══ Records shown ══
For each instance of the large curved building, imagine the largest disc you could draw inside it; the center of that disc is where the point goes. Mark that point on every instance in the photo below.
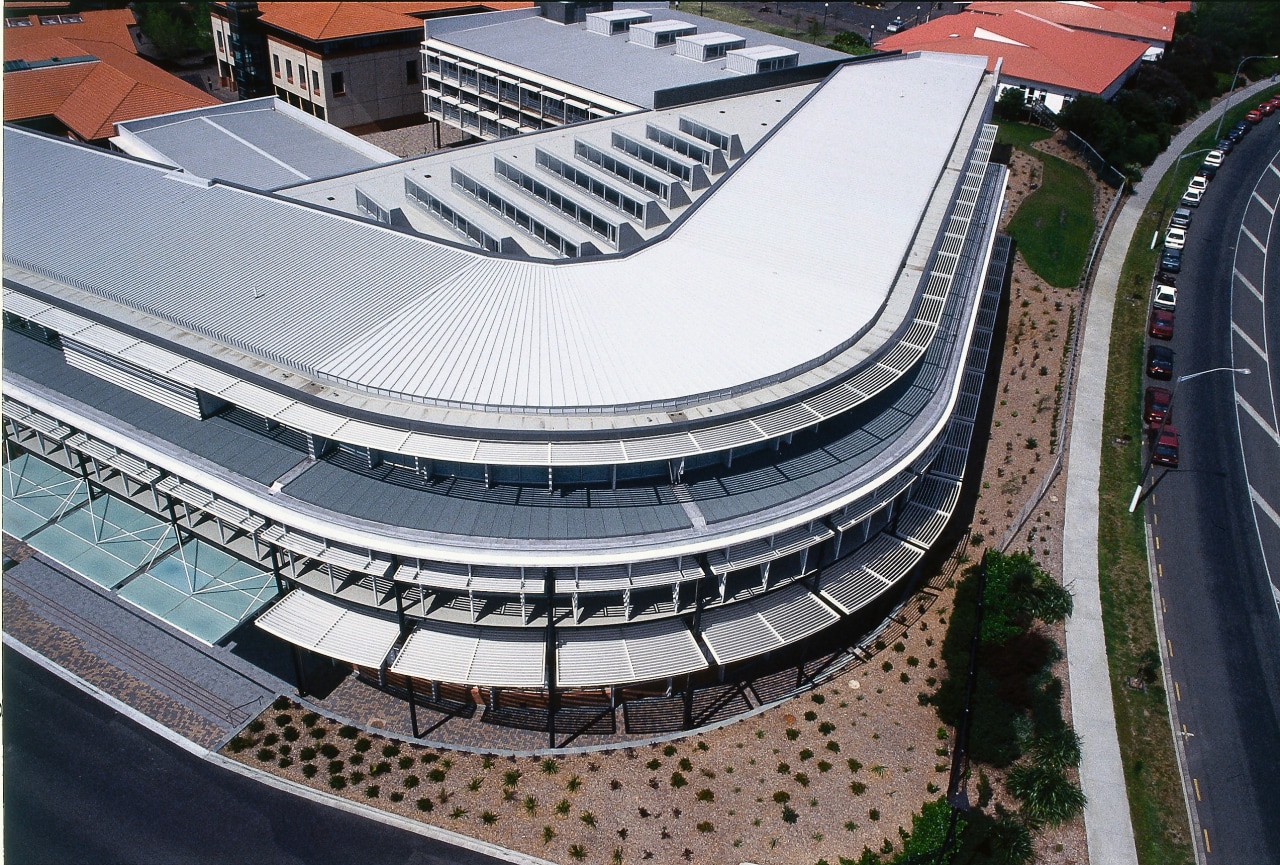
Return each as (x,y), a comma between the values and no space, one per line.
(617,403)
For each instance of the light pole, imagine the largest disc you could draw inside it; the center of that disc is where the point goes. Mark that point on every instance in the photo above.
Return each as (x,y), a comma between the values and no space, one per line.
(1142,481)
(1217,134)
═══
Stated problem> Rewrite all the records above, swapping each occurrence of "instance" for "object" and keeping everything else the same, and omit the pictures.

Exercise output>
For each object of the large curved building, imagine the largest disc you could draw inside it; the center of that disc is where the point goes. Mark that point on every object in the photo below.
Return each as (x,y), a comma between the values and no space, one per line.
(617,403)
For each object of the light pole, imagine the largest disc you could draw inside it; the center of that disc is where the point goes. Mark that point on every object in the photo above.
Return each as (x,y), a comma between the values and no space, one per line.
(1142,481)
(1217,134)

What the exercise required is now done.